▸ Problem to solve:
Could you reproduce all the rows below, requests included, adding -4 to each coordinate in the answers and leaving the pictures out?

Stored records
.....

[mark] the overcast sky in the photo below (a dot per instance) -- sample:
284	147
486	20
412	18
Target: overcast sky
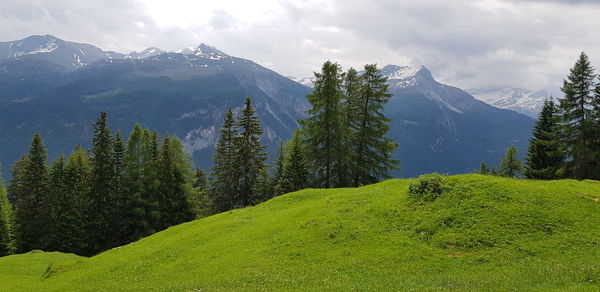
468	43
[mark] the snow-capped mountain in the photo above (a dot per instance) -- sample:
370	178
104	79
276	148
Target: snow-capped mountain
521	100
149	52
306	81
47	48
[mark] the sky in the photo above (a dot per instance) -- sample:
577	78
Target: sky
466	43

.....

▸ Correct output:
[mark] the overcast sky in the photo below (a dot per instance) -- sample:
284	147
486	20
412	18
Target: overcast sky
464	39
[mark] the snow-capped mountain in the photo above (a dot per instance) -- sample:
370	178
104	79
276	148
Target: snow-capped mountain
517	96
145	48
302	77
43	44
[mark] the sky in the photo above (a dot per instance) -- sample:
577	78
Target: sky
462	39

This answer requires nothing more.